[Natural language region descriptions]
◇ ◇ ◇ ◇
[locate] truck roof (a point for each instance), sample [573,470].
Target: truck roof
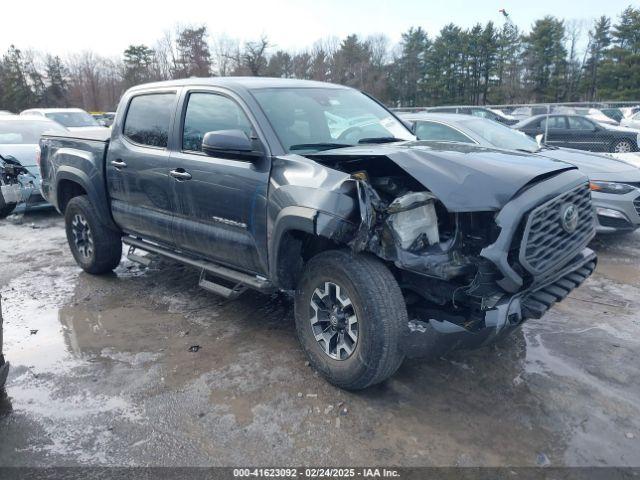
[248,83]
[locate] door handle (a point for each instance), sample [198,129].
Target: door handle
[180,174]
[118,163]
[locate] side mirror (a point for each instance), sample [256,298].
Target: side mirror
[234,142]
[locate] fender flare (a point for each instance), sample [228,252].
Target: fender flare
[97,195]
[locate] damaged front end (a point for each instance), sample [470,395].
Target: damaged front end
[470,277]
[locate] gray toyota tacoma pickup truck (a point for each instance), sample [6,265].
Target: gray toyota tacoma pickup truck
[391,248]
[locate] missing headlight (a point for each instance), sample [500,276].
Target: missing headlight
[412,218]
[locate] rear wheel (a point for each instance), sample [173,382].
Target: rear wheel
[350,314]
[96,248]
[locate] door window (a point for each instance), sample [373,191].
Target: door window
[148,118]
[579,123]
[208,112]
[438,132]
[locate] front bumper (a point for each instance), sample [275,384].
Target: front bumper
[434,337]
[618,213]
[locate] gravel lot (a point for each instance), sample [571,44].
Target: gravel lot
[101,374]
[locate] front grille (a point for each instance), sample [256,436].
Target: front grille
[545,242]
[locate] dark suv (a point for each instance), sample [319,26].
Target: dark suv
[390,248]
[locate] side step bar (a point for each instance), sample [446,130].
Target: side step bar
[239,279]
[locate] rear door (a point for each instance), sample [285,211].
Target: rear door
[222,200]
[138,166]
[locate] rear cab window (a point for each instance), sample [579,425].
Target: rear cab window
[148,119]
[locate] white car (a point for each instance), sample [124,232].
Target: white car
[74,119]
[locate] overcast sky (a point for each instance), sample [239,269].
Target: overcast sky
[109,26]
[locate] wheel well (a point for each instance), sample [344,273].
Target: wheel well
[67,189]
[295,249]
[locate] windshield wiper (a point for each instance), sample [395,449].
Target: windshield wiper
[318,146]
[381,140]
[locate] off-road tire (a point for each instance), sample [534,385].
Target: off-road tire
[107,244]
[6,208]
[380,309]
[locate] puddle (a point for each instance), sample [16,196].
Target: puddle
[108,377]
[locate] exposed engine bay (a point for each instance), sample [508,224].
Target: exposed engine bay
[12,178]
[437,251]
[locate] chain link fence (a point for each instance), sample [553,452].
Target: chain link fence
[604,127]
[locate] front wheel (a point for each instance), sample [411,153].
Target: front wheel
[350,315]
[96,248]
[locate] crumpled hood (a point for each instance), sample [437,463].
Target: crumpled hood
[465,178]
[595,166]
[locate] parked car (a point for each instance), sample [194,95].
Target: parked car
[576,131]
[615,185]
[4,365]
[631,122]
[481,112]
[592,113]
[19,138]
[521,113]
[613,113]
[630,111]
[74,119]
[390,248]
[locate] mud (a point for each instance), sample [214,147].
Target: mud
[108,377]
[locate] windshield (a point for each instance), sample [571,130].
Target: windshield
[19,132]
[500,136]
[73,119]
[319,118]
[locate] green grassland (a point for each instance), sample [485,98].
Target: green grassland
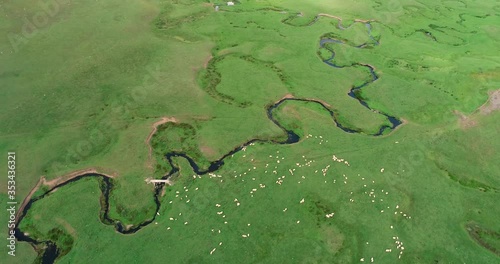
[83,90]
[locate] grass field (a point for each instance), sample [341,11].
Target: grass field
[83,88]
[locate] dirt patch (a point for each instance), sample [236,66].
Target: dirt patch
[492,104]
[208,151]
[67,226]
[487,108]
[60,180]
[52,184]
[153,131]
[465,121]
[205,64]
[340,19]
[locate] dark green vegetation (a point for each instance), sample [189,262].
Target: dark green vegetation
[85,89]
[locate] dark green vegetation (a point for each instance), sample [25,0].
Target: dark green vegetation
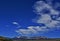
[30,39]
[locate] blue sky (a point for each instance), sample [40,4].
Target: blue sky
[21,12]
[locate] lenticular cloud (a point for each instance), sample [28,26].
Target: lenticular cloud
[47,16]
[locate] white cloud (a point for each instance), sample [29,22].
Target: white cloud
[40,5]
[44,18]
[15,23]
[23,31]
[58,19]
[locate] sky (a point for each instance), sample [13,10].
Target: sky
[30,18]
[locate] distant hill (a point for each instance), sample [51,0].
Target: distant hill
[24,38]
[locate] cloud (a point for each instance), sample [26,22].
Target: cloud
[15,23]
[44,18]
[32,30]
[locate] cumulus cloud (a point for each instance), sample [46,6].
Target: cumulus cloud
[44,18]
[15,23]
[32,30]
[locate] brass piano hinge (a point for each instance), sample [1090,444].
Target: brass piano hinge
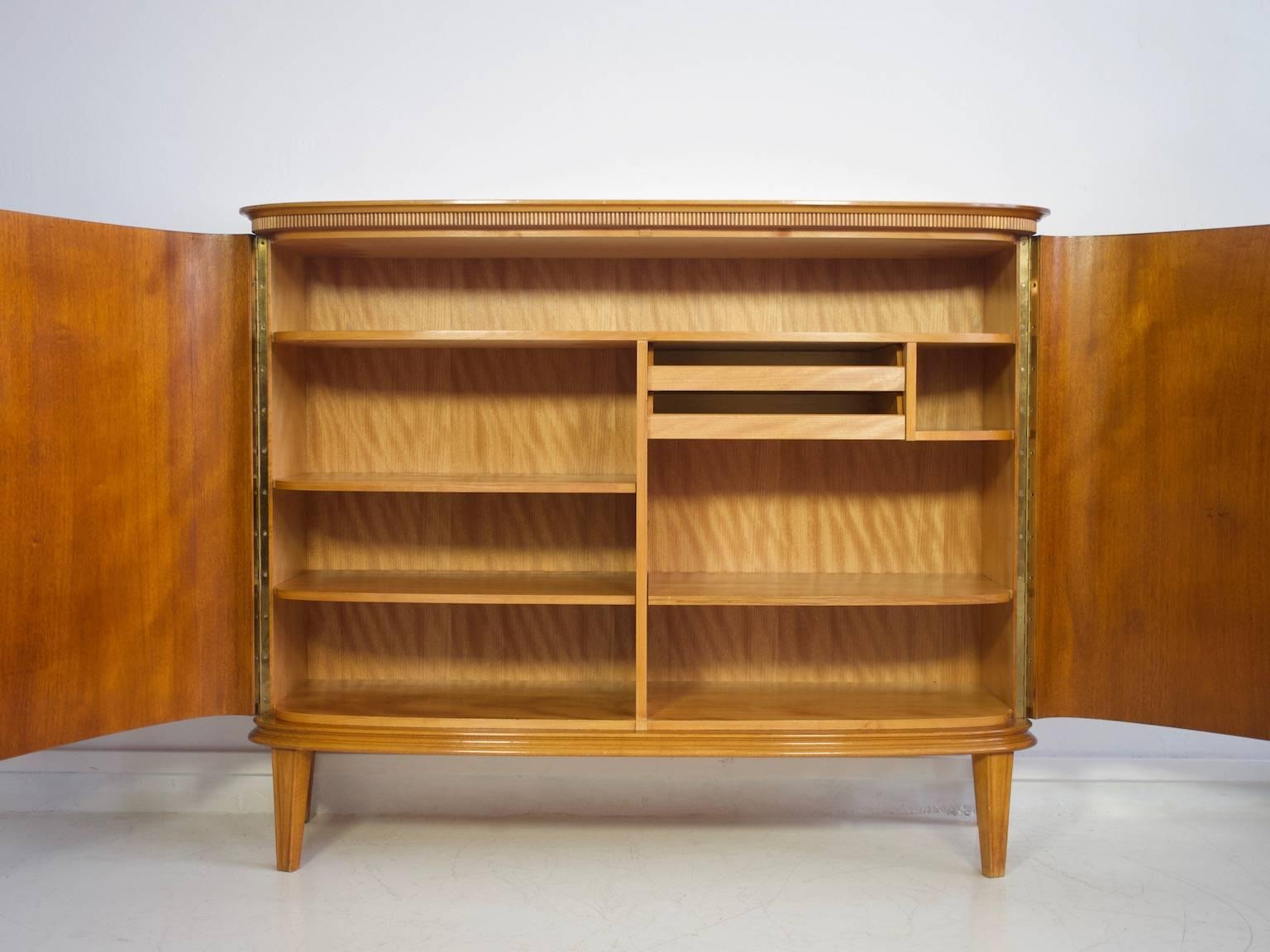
[1029,281]
[260,470]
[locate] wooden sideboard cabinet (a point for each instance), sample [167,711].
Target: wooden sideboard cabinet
[633,478]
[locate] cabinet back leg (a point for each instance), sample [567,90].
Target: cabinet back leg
[992,774]
[293,771]
[309,798]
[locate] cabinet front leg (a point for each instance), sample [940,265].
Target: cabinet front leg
[992,774]
[293,771]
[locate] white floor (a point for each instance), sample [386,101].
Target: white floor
[1094,864]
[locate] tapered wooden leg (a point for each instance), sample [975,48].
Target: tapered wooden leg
[309,800]
[293,771]
[992,774]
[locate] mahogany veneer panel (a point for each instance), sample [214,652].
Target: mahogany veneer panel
[125,478]
[1152,516]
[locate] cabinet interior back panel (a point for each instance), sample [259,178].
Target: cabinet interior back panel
[818,507]
[490,644]
[466,410]
[689,295]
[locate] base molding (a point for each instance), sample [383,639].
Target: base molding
[276,733]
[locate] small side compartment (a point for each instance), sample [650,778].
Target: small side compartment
[769,391]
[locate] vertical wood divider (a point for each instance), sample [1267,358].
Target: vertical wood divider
[910,390]
[642,357]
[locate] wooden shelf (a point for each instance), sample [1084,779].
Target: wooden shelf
[827,706]
[456,483]
[815,589]
[454,338]
[775,426]
[929,436]
[618,338]
[780,378]
[462,588]
[564,706]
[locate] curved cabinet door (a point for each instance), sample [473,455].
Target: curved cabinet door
[125,478]
[1152,522]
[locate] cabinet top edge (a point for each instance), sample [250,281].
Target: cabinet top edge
[547,216]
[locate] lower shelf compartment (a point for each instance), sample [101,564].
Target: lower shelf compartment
[582,706]
[822,589]
[818,706]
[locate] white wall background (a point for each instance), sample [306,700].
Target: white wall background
[1152,115]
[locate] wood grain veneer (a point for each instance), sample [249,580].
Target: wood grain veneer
[822,706]
[125,478]
[1152,521]
[902,646]
[640,295]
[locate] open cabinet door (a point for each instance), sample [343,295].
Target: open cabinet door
[1152,475]
[125,478]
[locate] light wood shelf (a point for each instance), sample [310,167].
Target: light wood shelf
[824,706]
[689,426]
[947,436]
[462,588]
[566,706]
[455,338]
[454,483]
[822,589]
[620,338]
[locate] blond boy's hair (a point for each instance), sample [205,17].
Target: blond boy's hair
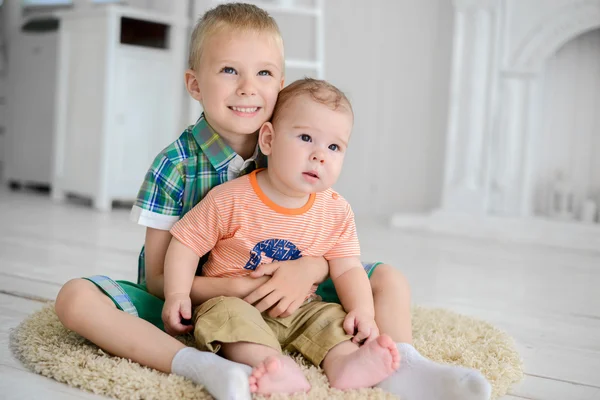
[320,91]
[235,16]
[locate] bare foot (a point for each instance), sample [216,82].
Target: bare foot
[367,366]
[278,374]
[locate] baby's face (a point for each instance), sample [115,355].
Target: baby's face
[309,145]
[240,74]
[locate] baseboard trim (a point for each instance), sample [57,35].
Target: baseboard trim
[564,234]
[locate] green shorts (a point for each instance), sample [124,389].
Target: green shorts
[134,298]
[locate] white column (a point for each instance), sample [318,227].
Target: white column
[472,89]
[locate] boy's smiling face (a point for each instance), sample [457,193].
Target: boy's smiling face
[239,76]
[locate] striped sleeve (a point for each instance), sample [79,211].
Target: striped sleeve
[347,244]
[201,227]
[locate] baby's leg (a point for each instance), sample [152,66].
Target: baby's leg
[273,372]
[348,366]
[417,378]
[240,331]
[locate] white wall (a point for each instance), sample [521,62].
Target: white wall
[570,117]
[393,59]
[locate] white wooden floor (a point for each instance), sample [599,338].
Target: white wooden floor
[548,299]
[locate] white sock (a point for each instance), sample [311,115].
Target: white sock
[224,379]
[421,379]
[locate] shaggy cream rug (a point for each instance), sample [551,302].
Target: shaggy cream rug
[46,347]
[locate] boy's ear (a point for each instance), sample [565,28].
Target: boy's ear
[265,138]
[192,86]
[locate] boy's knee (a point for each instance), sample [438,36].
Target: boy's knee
[75,299]
[386,277]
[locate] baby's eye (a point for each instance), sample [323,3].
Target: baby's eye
[228,70]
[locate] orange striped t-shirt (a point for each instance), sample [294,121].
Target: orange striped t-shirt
[242,228]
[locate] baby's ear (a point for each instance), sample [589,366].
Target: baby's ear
[265,138]
[192,86]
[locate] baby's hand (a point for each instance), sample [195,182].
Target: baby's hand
[362,325]
[177,307]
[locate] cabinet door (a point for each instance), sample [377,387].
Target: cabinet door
[32,95]
[145,118]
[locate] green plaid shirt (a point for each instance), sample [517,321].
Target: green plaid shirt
[180,176]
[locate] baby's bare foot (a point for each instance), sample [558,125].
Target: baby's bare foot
[369,365]
[278,374]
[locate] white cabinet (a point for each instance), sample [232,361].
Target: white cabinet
[119,100]
[30,102]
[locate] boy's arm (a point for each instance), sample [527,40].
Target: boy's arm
[352,284]
[180,268]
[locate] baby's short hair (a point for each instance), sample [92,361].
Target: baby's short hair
[236,16]
[320,91]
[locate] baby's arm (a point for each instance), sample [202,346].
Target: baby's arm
[354,290]
[203,288]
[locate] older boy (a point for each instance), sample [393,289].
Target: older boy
[238,96]
[282,213]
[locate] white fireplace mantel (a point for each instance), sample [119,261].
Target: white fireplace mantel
[500,50]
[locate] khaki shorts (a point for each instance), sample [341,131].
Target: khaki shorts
[313,330]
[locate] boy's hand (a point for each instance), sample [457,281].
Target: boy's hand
[177,307]
[362,325]
[285,292]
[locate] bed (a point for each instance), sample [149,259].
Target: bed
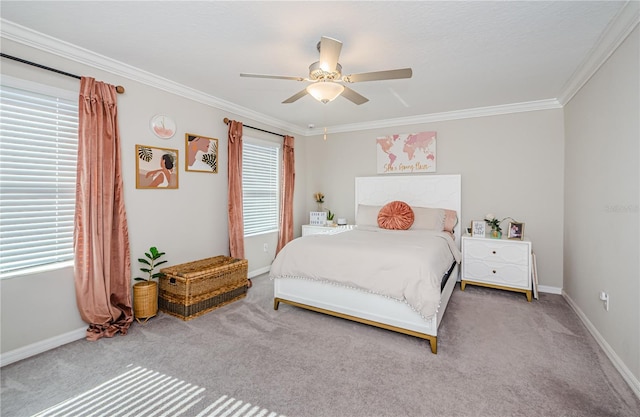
[418,307]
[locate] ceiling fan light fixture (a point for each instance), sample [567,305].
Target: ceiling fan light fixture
[325,91]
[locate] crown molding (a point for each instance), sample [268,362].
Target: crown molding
[452,115]
[616,32]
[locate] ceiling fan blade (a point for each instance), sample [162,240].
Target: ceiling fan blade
[277,77]
[296,96]
[351,95]
[378,75]
[329,53]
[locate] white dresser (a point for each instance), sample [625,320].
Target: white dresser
[324,230]
[497,263]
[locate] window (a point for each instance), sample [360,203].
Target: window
[38,154]
[260,186]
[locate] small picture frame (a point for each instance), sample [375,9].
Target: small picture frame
[478,228]
[201,153]
[156,167]
[317,218]
[516,231]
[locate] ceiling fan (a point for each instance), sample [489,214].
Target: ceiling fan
[326,76]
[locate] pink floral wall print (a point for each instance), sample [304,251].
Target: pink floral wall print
[406,153]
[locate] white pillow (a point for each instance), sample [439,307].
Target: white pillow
[427,218]
[367,215]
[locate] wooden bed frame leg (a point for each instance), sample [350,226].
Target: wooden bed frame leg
[434,345]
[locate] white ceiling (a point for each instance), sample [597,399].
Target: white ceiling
[465,55]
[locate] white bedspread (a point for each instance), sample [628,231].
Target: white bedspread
[405,265]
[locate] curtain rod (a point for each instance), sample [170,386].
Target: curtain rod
[119,89]
[226,121]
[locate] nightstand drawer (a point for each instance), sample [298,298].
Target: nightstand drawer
[509,275]
[496,251]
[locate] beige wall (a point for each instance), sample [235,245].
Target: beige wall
[602,183]
[511,165]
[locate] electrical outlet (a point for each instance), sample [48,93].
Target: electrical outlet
[605,297]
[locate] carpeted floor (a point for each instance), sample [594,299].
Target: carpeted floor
[498,355]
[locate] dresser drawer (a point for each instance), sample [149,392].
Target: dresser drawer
[497,273]
[496,251]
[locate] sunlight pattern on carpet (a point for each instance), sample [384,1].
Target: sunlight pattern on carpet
[143,392]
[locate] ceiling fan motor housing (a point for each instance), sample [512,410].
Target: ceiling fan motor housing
[316,73]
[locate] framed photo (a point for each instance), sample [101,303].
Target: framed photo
[478,228]
[156,167]
[317,218]
[201,153]
[516,230]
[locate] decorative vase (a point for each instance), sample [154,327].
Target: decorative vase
[145,300]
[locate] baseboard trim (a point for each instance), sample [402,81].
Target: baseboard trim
[627,375]
[550,290]
[260,271]
[42,346]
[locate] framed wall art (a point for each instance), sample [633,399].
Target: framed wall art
[516,231]
[478,228]
[201,153]
[407,153]
[156,167]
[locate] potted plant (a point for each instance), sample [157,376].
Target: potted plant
[145,293]
[330,217]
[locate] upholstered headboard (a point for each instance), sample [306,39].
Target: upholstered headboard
[437,191]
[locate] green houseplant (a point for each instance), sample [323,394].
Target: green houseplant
◇ ◇ ◇ ◇
> **Problem to work on**
A word-for-word restatement of the lines running from the one with "Target: nightstand drawer" to the last line of the records is the whole answer.

> **Result**
Target: nightstand drawer
[509,275]
[496,251]
[locate] beige wall (a point for each instance), sample [235,245].
Target: beige wall
[602,183]
[511,165]
[locate] electrical outlet (a point for each instance), sample [48,93].
Target: electrical outlet
[605,297]
[locate] carpeted floor (a point for each instance), sample [594,299].
Target: carpeted floor
[498,355]
[locate] dresser drawer (a point for each instance), sample [149,392].
Target: dresser drawer
[497,273]
[496,251]
[locate] sunlight pattern on carpet (a point for each instance), sample [384,1].
Target: sunlight pattern on carpet
[143,392]
[locate] ceiling fan motor housing (a point for each instance), sample [512,410].
Target: ceiling fan motor housing
[316,73]
[locate] framed photo (a point for each instance), sample [101,303].
Target: framed photo
[478,228]
[156,167]
[317,218]
[201,153]
[516,230]
[locate] decorative vase (a point for each instance), sample [154,327].
Target: decorative vase
[145,300]
[locate] baseboard trim (a point for each instance), sample [402,81].
Target: baseboard trim
[627,375]
[550,290]
[260,271]
[42,346]
[locate] framed wall art (a point for each instance), sample [633,399].
Target: framed wall art
[516,231]
[478,228]
[201,153]
[407,153]
[156,167]
[locate] potted plant (a point for each instance), sample [157,376].
Target: potted plant
[145,293]
[330,217]
[locate] upholstered headboard (a point for each instance), sample [306,39].
Target: upholstered headboard
[437,191]
[locate] green houseplant (a point for each instance), sample [323,394].
Target: green houseplant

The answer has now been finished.